SARAH MCCOLL: Artists and writers do the emotional labor of the world. The books I love most broaden and deepen my understanding of what it means to be alive. So, I don’t think it’s hubris. A piece of writing is like a deposit into the global psychic bank. It’s offered as a gift.
SAM LIPSYTE: I don’t take anybody’s interest for granted. Writers have to earn the reader’s attention with every idea, image and sound. It’s all a big gamble. You throw everything you’ve got into it and hope the result evokes thought and feeling in other people. That’s all there is in this.
MADHURI VIJAY: I drink heavily on Saturdays and wear a hairshirt on Sundays. That’s usually enough to get me through another week.
KAREN THOMPSON WALKER: I guess I don’t think of writing in that way. I just try to write books that I would want to read. The rest is out of my hands.

PROVIDED MATERIAL:
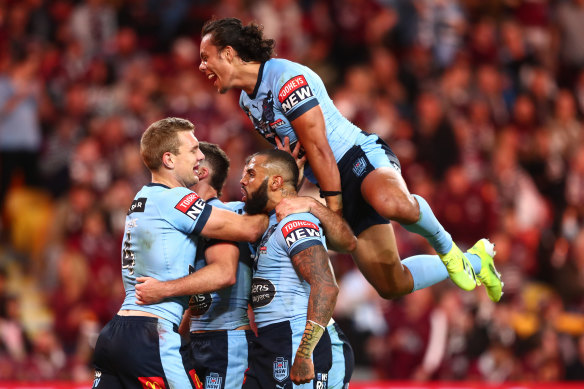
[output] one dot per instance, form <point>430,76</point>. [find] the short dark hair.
<point>248,40</point>
<point>218,161</point>
<point>281,162</point>
<point>161,137</point>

BRIEF 1: In the excerpt of writers' answers, what does Sarah McColl compare a piece of writing to?
BRIEF 2: Continue the excerpt of writers' answers from the point where it stops.

WRITTEN RESPONSE 1: A deposit into the global psychic bank.

WRITTEN RESPONSE 2:
DANA CZAPNIK: I really love nature. I love hiking and camping and skiing and the ocean. I love animals. I love the seclusion that nature offers. But I can only stand being in nature for so long before I crave returning to New York. I’ve thought about why this is a lot. Why am I unhappy spending long periods of time in the country? Life would be so much easier, so much quieter, so much more affordable if I loved living in a rural part of the country. And the answer is that I like people. People are often noisy and annoying, but they also have ideas and create art and music and write about philosophy and make up stories and I like being in the spot with the highest concentration of all those things. For some, what I’ve written might wind up just being more noise, but for some it might not.